Stored data entries
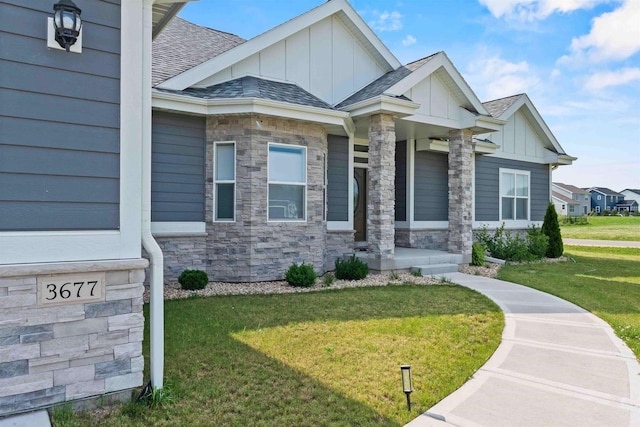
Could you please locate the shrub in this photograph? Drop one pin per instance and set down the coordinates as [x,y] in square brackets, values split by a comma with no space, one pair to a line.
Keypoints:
[351,269]
[300,275]
[537,242]
[193,279]
[477,254]
[551,229]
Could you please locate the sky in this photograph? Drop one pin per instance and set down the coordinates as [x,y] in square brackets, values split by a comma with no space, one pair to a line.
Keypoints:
[578,60]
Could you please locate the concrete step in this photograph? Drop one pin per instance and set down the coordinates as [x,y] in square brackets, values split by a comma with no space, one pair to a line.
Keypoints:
[433,269]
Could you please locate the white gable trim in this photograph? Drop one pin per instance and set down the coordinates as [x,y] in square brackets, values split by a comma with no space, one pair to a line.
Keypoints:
[353,21]
[440,60]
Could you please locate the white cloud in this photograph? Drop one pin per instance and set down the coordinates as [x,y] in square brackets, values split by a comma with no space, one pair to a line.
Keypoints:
[530,10]
[409,40]
[386,21]
[614,36]
[612,78]
[495,77]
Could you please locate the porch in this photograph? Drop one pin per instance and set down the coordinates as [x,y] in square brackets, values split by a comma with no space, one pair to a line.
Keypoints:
[427,261]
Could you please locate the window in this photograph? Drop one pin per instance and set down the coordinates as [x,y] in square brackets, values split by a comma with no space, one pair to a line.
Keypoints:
[287,166]
[224,157]
[514,194]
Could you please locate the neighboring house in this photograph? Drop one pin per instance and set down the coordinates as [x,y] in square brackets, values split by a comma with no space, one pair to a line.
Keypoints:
[578,203]
[72,131]
[604,199]
[312,139]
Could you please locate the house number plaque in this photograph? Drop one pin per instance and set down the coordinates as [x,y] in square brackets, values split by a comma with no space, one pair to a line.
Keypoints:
[70,288]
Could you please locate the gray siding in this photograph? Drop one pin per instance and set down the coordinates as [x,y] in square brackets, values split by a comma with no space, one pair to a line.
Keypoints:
[338,178]
[401,181]
[59,121]
[488,187]
[178,167]
[431,193]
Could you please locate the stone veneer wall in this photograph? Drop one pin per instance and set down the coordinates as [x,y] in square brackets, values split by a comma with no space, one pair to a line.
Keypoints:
[251,248]
[423,239]
[460,193]
[52,354]
[181,253]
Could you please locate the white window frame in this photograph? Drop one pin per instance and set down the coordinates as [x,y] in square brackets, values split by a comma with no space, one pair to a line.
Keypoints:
[515,172]
[305,185]
[222,181]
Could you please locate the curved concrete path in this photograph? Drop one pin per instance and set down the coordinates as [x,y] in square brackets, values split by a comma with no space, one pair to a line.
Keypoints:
[557,365]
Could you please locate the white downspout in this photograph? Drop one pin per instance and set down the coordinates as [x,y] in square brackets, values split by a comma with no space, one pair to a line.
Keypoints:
[156,276]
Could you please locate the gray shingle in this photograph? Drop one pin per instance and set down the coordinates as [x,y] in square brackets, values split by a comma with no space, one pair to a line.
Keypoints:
[499,106]
[183,45]
[253,87]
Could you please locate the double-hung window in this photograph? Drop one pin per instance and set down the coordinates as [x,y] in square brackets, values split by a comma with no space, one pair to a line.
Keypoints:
[514,194]
[287,166]
[224,177]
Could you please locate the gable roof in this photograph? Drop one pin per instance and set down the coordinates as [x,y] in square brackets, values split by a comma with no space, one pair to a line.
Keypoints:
[183,45]
[341,8]
[605,190]
[254,87]
[571,188]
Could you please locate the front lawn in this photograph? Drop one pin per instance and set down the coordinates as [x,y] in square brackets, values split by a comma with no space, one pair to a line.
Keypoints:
[605,281]
[329,358]
[625,228]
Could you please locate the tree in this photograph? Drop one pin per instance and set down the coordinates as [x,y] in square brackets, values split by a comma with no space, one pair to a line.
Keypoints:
[551,227]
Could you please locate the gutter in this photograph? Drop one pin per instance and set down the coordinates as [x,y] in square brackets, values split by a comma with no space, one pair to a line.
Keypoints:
[156,259]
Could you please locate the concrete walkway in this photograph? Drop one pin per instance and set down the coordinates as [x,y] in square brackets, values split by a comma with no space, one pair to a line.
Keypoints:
[558,365]
[605,243]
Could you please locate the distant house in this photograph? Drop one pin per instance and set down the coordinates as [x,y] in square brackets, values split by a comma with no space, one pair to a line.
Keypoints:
[570,200]
[604,199]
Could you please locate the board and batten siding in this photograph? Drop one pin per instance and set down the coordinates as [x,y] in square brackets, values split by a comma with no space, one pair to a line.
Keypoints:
[431,191]
[177,168]
[325,59]
[338,178]
[401,181]
[59,121]
[487,186]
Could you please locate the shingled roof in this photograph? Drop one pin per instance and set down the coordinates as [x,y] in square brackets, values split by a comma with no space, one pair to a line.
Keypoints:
[183,45]
[498,106]
[254,87]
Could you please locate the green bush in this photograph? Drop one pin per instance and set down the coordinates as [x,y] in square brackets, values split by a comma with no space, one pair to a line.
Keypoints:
[537,242]
[351,269]
[551,229]
[301,275]
[478,256]
[193,279]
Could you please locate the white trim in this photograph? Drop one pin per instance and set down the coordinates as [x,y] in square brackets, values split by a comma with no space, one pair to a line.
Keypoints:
[215,181]
[304,185]
[515,173]
[384,57]
[508,225]
[177,228]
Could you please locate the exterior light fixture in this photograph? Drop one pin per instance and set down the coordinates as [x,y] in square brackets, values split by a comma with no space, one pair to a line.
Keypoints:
[67,23]
[407,386]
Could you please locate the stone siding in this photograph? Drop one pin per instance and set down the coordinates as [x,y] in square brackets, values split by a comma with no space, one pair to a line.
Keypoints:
[50,354]
[460,193]
[251,248]
[423,239]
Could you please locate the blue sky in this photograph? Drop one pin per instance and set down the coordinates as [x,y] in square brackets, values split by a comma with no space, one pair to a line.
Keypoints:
[578,60]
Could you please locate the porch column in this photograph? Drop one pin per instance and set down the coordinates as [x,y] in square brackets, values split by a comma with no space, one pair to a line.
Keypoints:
[460,193]
[381,195]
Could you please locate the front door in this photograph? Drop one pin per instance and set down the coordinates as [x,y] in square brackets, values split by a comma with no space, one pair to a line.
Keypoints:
[360,203]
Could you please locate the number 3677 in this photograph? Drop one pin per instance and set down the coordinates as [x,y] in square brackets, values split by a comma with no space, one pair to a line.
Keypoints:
[73,290]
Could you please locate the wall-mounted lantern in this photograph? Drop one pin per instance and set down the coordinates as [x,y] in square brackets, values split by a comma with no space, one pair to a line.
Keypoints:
[67,23]
[407,386]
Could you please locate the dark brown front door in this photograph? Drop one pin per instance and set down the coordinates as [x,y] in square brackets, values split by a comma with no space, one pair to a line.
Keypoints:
[360,203]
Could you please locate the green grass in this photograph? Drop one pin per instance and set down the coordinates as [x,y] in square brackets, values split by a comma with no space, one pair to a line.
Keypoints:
[605,281]
[328,358]
[626,228]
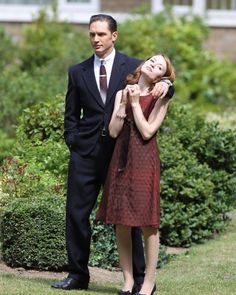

Activity => Copy all of the data word for word, and keep the pictures out of it.

Answer to the problem =>
Could you please locate the shrub in this photograph? Drop one pin per instance and set down the coordinates as [x,y] in square brackets, values split by a comma with no space, one pair to a line.
Keypoints:
[351,269]
[300,275]
[537,242]
[193,279]
[477,254]
[551,229]
Could you please locate the sky in this photograph? Drop one pin per instance and set down the coordinates as [x,y] in square brackets, values split by a comma with no space, one pair to a line.
Keypoints:
[578,60]
Could you please locate the concrete step in this photograph? Drop one pin per instance and set down the coordinates as [x,y] in square brackets, values split by a comma with no space, one pair to a line.
Keypoints:
[433,269]
Could you please locate the white gable trim in this photograph? Drop one pin per instance and set down the coordinates as [x,y] in square brackets, values split by a comma with no space, one pair to a line.
Keypoints:
[353,21]
[440,60]
Could you please locate the white cloud in this photograph? Drop one pin per instance and set down the coordinates as [x,y] in square brackets, values split by a comma with no space, one pair to a line.
Keypoints:
[530,10]
[409,40]
[386,21]
[614,36]
[612,78]
[495,77]
Could you please locate the porch in this photograph? Drop one pin per instance and set down the coordinates as [x,y] in square brackets, values split by a comma with no space, one pair to a line.
Keypoints:
[427,261]
Could you please locate the window in this photograph? Drop one pin per instance and set down the coordinates as [x,y] in square brackets, values split by a comma with no space, one pair to a line.
Keypoints:
[287,166]
[224,157]
[514,194]
Could you please locate the neighboring house in this photograph? Drop one pin per instance and set down the coordinates as [x,y] in square brackets, values split by a comma with no space, one pair to a line.
Keypoints:
[578,203]
[72,131]
[604,199]
[312,139]
Could you please locate the house number plaque in this photograph? Drop one pin per instance and set down the coordinates as [x,y] in square brackets, values split by a comma with no space, one pair to a line.
Keypoints:
[70,288]
Could you please locate the gray siding in this photograph? Drop one pin per instance and set down the coordinates as [x,y] in square brackets, values split by a comma with no space, one pair to a line.
Keypoints:
[338,178]
[401,181]
[59,121]
[488,187]
[178,167]
[431,193]
Could you please locate the stone veneer wall in this photograph? Drop one pin per instance and set down the coordinates as [x,y] in square brackets, values split by a comma with no space, one pair to a line.
Keypoints:
[251,248]
[423,239]
[460,193]
[52,354]
[181,253]
Could you please locate the white window frame in this photograph? Drop one pin per instance and set down the coordinates as [x,y] in square brackets, values split by a comma with no space, one pair to a line.
Keypoints:
[515,172]
[305,185]
[222,181]
Could you please locate the curved concrete path in this photograph? Drop one pin per instance and set down the coordinates as [x,y] in square brackets, values split by a comma with no space, one pair to a line.
Keypoints:
[557,365]
Could you please locate the white downspout in this photograph? Drop one pin per instance and set down the coordinates as [x,y] in square brackets, values split by a comma with no space, one pair to a line.
Keypoints:
[156,276]
Could you please locate the gray shingle in this photograph? Drop one pin per instance and set down the coordinates as [x,y] in square brackets, values split by a comma with no space, one pair to a line.
Keypoints:
[499,106]
[183,45]
[253,87]
Could you please locate the double-hung window in this photograph? Drop one pin per instance and set down the coordinates as [x,y] in square brackets, values split by a comma with no space, one pair to a line.
Keypoints:
[514,194]
[287,166]
[224,177]
Could you please locate the gable roof in this photograph? Drop one pin per instance and set down the coordinates as [x,y] in square brackets, values split by a comma with no space, one pair to a line.
Keypoints:
[183,45]
[341,8]
[605,190]
[254,87]
[571,188]
Could you please locate the front lawn in this photograph? Drop one pin per instance and set down the coordinates as [x,y] in square brackets, values split by a comma with no space, one pair to a line.
Keypoints:
[605,281]
[329,358]
[625,228]
Could you please locate the tree in this photograph? Drop one pin per instance and set down the coordinates as [x,y] in square brackets, values split by a comma with no space, one pair to a line.
Keypoints:
[551,227]
Could you please locate the gutter in this photograph? Drop one pin per instance and set down the coordinates as [x,y] in square brackets, values split by a comma with no space, one pair to a line.
Keypoints:
[156,259]
Could you please locate the concrete walkway in this photograph? Drop one pin per instance and set down the coordinates as [x,y] in square brackets, values split by a comma with no space, one pair to a line.
Keypoints:
[558,365]
[605,243]
Could you please locate the distant house in this photograph? Drop one pin per instance and set down the coordinates as [x,y] in square brackets, values split by a comma with no space, one pair to a line.
Keypoints:
[570,200]
[604,199]
Could you please locate the board and batten siding in this photograph? Drop one pin per instance and set down the coordinates as [x,y] in square brackets, values split by a comma with no space, one pair to a line.
Keypoints:
[431,191]
[177,168]
[325,59]
[338,178]
[401,181]
[59,121]
[487,186]
Could you please locate the shingled roof in this photograph? Drop one pin per instance and set down the coordinates as [x,y] in square brackets, values split by a comma with no space, one pair to a line.
Keypoints:
[183,45]
[498,106]
[254,87]
Could you please locate the green bush in this photograph? Drop one pin per instance and set down the coordinates as [x,y] in square brackets, values split by a comma with no space, one pair to a line.
Keypoints:
[537,242]
[351,269]
[551,229]
[301,275]
[478,256]
[193,279]
Could you please locate the white trim in this photograph? Drop one pin per instance and set down the coordinates as [x,y] in square brackets, values split by a comma with no space, one pair to a line.
Keypoints:
[215,181]
[304,185]
[515,173]
[384,57]
[508,225]
[177,228]
Could you please locate the exterior light fixture in this photograph? Drop one pin per instance and set down the coordinates as [x,y] in square brackets, values split by a comma with no space, one pair to a line.
Keypoints:
[67,23]
[407,386]
Could you please locate the stone siding in this photograph? Drop one pin per instance and set down the coordinates as [x,y] in square brackets, values split by a comma with no space, one pair to a line.
Keypoints:
[50,354]
[460,193]
[251,248]
[423,239]
Could you please locate the blue sky in this photograph? Drop one pin per instance and set down the coordinates as [x,y] in square brackets, values split by a comma with no space, one pair to a line.
Keypoints:
[578,60]
Could you please locate the porch column in this photograph? Drop one pin per instance and set down the coordinates as [x,y] in square brackets, values split by a comma with no space, one pair to a line.
Keypoints:
[460,193]
[381,195]
Could you please locate the front door in this photograph? Drop one pin per instance and set down the coordinates as [x,y] in square brackets, values split by a comma with no space, one pair to a line.
Keypoints:
[360,203]
Could you please locate the number 3677 in this photograph? Drop one pin per instance and set down the coordinates as [x,y] in square brackets, values split by a comma with no space, one pair to a line.
Keypoints:
[73,290]
Could you please locate the wall-mounted lantern in this photograph? Drop one pin per instance and set down the coordinates as [x,y] in square brackets, values split by a comma with no space, one pair to a line.
Keypoints:
[67,23]
[407,386]
Could you please locate the dark brown front door in this photograph? Drop one pin per instance and set down the coordinates as [x,y] in square brackets, values split by a comma with no space, one pair to a line.
Keypoints:
[360,203]
Could you please locate the green grass in this photograph? Drop one pin per instance and set down the coordinates as [x,y] in square brackets, values split by a comma with no space, one pair to a line.
Keypoints:
[605,281]
[328,358]
[626,228]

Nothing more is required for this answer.